Set exercise
Write out these lines again, swapping every "window" for "door" and changing nothing else.

** start of Material provided **

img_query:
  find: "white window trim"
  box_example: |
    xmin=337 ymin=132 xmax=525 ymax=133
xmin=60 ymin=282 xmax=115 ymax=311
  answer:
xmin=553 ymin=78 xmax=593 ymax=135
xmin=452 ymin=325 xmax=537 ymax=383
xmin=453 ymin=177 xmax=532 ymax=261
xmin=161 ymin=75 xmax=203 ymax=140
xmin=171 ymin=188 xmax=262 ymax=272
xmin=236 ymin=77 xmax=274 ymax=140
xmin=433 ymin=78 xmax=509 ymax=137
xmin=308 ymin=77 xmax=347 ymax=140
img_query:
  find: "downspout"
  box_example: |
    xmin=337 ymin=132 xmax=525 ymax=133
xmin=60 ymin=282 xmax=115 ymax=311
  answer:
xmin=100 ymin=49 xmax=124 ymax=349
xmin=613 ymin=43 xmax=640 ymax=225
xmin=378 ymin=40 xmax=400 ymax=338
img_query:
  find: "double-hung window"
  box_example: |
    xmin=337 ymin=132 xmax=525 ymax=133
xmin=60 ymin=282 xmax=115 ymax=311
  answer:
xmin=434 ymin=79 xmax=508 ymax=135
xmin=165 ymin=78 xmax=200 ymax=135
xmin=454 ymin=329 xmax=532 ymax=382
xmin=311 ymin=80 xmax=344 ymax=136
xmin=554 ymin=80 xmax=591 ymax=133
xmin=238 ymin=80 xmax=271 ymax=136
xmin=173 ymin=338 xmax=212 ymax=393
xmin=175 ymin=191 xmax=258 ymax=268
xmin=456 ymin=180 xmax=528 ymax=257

** end of Material provided **

Finished exercise
img_query:
  find: "white door trim"
  box_example: |
    xmin=337 ymin=132 xmax=525 ymax=133
xmin=60 ymin=282 xmax=115 ymax=311
  answer:
xmin=553 ymin=78 xmax=593 ymax=135
xmin=452 ymin=325 xmax=537 ymax=383
xmin=453 ymin=177 xmax=532 ymax=261
xmin=161 ymin=75 xmax=203 ymax=140
xmin=171 ymin=188 xmax=262 ymax=272
xmin=236 ymin=77 xmax=274 ymax=140
xmin=433 ymin=78 xmax=509 ymax=137
xmin=308 ymin=77 xmax=347 ymax=140
img_query:
  find: "downspout"
  box_example: |
    xmin=337 ymin=132 xmax=525 ymax=133
xmin=60 ymin=282 xmax=115 ymax=311
  answer:
xmin=100 ymin=49 xmax=124 ymax=349
xmin=613 ymin=43 xmax=640 ymax=225
xmin=378 ymin=40 xmax=400 ymax=338
img_query:
  find: "double-hung door"
  box_example: |
    xmin=337 ymin=132 xmax=525 ymax=133
xmin=60 ymin=282 xmax=115 ymax=311
  answer:
xmin=434 ymin=79 xmax=508 ymax=135
xmin=165 ymin=78 xmax=200 ymax=135
xmin=454 ymin=329 xmax=532 ymax=382
xmin=311 ymin=80 xmax=344 ymax=136
xmin=554 ymin=80 xmax=591 ymax=133
xmin=238 ymin=80 xmax=271 ymax=136
xmin=173 ymin=338 xmax=212 ymax=393
xmin=175 ymin=191 xmax=258 ymax=268
xmin=456 ymin=180 xmax=528 ymax=257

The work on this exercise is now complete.